JOB: Switch every "metal railing" in the rows below to "steel railing". Reproduce the lines otherwise unchanged, and omit the pictures from the answer.

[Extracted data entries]
═══

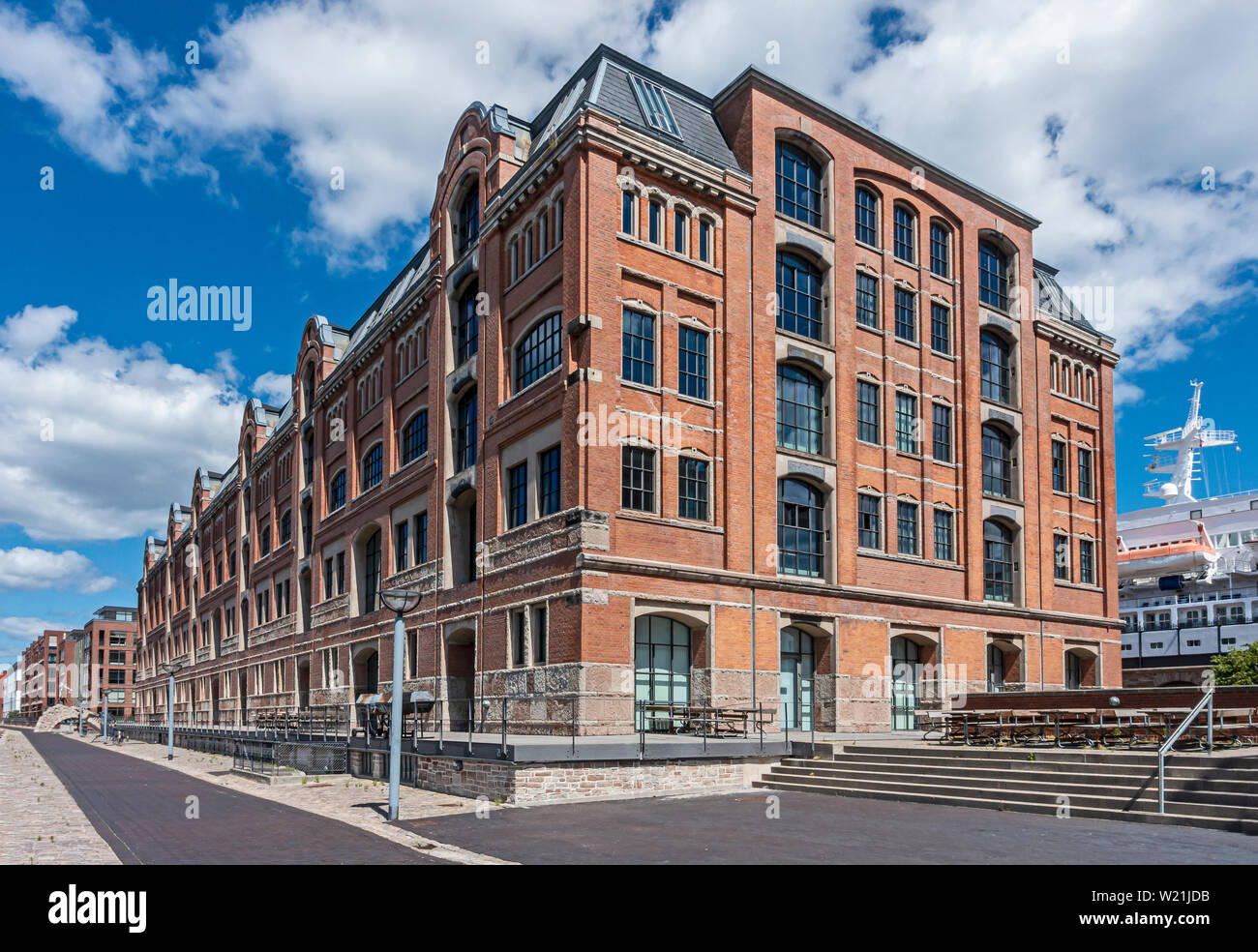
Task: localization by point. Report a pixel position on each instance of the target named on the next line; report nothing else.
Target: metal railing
(1206, 701)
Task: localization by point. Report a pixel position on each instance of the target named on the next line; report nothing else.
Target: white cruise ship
(1187, 567)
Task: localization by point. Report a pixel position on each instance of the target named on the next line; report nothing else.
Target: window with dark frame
(692, 488)
(638, 478)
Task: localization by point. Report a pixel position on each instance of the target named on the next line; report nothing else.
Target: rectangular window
(548, 482)
(402, 546)
(942, 427)
(692, 486)
(422, 538)
(867, 516)
(638, 478)
(906, 321)
(1061, 557)
(517, 494)
(1087, 562)
(906, 528)
(944, 548)
(867, 411)
(1061, 483)
(517, 638)
(942, 328)
(541, 646)
(906, 423)
(1086, 474)
(867, 300)
(692, 363)
(638, 353)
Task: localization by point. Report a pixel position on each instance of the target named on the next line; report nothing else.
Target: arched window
(800, 528)
(799, 296)
(799, 185)
(662, 666)
(942, 251)
(994, 366)
(372, 573)
(905, 238)
(539, 351)
(414, 438)
(998, 561)
(466, 331)
(464, 431)
(336, 491)
(373, 464)
(997, 461)
(799, 410)
(468, 221)
(993, 276)
(867, 217)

═══

SOLUTION TO THIS PROBLEM:
Task: localization by point. Report a pixel position on each instance of the target named on the next line; report nothing else.
Target: steel railing
(1206, 701)
Task: localization by point. Report a pixel position on each instance of the target named on the next line; report nothing else.
Target: white cruise ship
(1187, 567)
Task: localization by point. Report a pixel position on each instance of the target named on the next line; report nothing else.
Target: window with dark frame
(692, 488)
(638, 478)
Task: localization by point. Report a pixel position on each instance of the target named on the next line; report nothing else.
Target: rectangular window
(548, 482)
(402, 546)
(942, 427)
(692, 486)
(422, 538)
(867, 516)
(638, 478)
(906, 321)
(1061, 557)
(517, 494)
(1087, 562)
(906, 528)
(944, 548)
(867, 411)
(1061, 483)
(517, 638)
(942, 328)
(541, 646)
(906, 423)
(1086, 474)
(867, 300)
(692, 363)
(638, 353)
Task: localization by point. Report a pixel position on each instance of the target named on the next line; report nothing else.
Target: arched window
(800, 528)
(799, 296)
(799, 185)
(662, 666)
(942, 251)
(994, 366)
(372, 573)
(905, 238)
(539, 351)
(414, 438)
(998, 561)
(466, 331)
(464, 431)
(336, 491)
(373, 464)
(997, 461)
(799, 410)
(468, 221)
(993, 276)
(867, 217)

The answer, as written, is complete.